TEXT PROVIDED START

Your Child’s Social Language

Filed under: Health & Wellness,News |

Deborah Hoch, MA, CCC-SLP is a speech-language pathologist with a practice in South Huntington.Deborah Hoch

Can your child have a conversation?  Using appropriate language in social situations is key to developing successful friendships and yet this is often challenging for many young children and adolescents.  We, as parents and teachers, often observe behaviors that seem “off” in some way but we’re not sure why.  Some of these might be:

-my child starts talking without introducing a topic or giving frame of reference

-my child talks “at” people and  not with them

-my child never asks questions or makes comments

-my child asks inappropriate questions or makes inappropriate comments

-my child doesn’t answer when someone talks to him/her

-my child has trouble talking to someone about a specific topic and staying on that topic

-my child keeps interrupting

If you notice that your child is doing some of these things it may be making it hard for him/her to have a conversation with someone because the conversations become awkward and uncomfortable. Good news!  You can help teach your child some of these skills right at home!

TEXT PROVIDED END
DATA EXTRACT START

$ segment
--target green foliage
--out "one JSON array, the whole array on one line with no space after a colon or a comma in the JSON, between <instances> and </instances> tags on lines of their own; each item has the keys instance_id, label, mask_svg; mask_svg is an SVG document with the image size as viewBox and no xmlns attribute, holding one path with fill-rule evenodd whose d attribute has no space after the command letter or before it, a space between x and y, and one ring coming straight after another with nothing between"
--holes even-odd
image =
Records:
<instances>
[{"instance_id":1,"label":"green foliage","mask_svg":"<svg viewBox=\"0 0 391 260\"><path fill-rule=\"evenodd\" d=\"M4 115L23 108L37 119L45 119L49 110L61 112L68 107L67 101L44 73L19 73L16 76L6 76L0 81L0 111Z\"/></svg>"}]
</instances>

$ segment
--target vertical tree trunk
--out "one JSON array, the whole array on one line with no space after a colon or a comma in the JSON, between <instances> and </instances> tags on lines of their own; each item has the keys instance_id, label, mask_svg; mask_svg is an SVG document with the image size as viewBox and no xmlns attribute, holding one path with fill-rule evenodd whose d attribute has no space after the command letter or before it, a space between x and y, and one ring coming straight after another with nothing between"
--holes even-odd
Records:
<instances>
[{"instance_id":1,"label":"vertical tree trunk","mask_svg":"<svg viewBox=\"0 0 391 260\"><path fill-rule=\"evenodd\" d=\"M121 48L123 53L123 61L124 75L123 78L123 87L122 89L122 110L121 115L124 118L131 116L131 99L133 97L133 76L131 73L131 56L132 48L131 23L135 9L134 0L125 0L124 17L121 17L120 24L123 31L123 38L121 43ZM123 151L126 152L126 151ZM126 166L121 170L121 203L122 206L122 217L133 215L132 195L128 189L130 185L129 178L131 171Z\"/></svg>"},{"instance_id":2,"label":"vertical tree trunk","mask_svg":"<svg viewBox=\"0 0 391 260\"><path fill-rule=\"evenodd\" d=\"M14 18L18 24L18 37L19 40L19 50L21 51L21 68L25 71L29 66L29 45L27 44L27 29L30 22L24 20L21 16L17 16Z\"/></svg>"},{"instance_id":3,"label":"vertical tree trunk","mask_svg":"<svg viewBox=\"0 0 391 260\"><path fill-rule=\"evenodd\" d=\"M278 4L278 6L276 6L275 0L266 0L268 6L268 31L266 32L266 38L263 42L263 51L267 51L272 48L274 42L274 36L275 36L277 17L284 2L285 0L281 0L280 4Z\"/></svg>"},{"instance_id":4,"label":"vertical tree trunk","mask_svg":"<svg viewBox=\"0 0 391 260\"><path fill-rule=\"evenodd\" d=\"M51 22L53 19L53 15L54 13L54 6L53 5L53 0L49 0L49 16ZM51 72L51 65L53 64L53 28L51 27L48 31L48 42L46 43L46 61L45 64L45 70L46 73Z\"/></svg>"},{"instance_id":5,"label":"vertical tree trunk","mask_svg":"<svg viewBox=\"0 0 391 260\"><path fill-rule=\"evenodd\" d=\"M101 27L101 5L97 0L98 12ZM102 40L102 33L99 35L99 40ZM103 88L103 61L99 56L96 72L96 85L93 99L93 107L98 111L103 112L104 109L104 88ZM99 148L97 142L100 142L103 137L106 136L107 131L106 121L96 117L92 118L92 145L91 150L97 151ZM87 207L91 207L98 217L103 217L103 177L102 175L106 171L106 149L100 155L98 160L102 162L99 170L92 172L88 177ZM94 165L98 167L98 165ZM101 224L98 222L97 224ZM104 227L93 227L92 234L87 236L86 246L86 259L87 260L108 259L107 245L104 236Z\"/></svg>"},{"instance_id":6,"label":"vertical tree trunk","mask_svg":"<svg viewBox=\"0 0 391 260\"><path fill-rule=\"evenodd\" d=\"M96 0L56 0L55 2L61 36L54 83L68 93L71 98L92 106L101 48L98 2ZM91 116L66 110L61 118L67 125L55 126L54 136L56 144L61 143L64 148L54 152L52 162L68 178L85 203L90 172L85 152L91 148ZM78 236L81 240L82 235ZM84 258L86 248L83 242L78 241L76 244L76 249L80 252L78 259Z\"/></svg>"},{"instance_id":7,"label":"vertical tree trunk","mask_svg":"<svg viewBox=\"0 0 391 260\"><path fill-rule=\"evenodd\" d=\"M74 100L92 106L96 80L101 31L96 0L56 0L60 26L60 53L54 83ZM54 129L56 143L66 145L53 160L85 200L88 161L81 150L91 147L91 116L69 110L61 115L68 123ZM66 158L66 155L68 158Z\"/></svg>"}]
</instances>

DATA EXTRACT END

WHAT THIS EXERCISE ASKS:
a. According to the article on children's social language, where does Deborah Hoch have her practice?
b. Continue the article on children's social language, starting right after its final sentence.

PER-TASK ANSWERS:
a. South Huntington

b.
The most important thing is to help your child understand that you have to think about what the other person might be thinking.   Think about what that person’s perspective might be. This is social  language.  Be a “thinking of you” person and  not a “just me” person!   If your child is talking about a topic, does the other person know what you are talking about?  Was he/she there?  Has  he/she seen that movie, done that activity or been to that place?  You need to ask questions to find out so you know what you need to say!  When the other person responds to you, make an appropriate comment about it so he/she knows that you were listening and are interested. When someone asks you a question, you have to respond before the “window of opportunity” closes. That’s conversation!

You can role-play these skills with your child every day while practicing your conversations.  Write down the specific skill that your child is not using and give examples of how it would sound in a conversation using that skill.  It is also helpful if YOU intentionally make errors so your child can become aware of and recognize the behaviors you are trying to improve.  Besides, our children love when we make mistakes and they get the opportunity to correct us!

Some children may have difficulty in conversations because of an underlying language problem that makes it hard for them to understand what it is they need to do when talking with another person.  In this case it would be beneficial to contact a speech-language pathologist to further explore the difficulties they are having.  The pathologist can recommend activities to help your child and provide therapy if it is appropriate.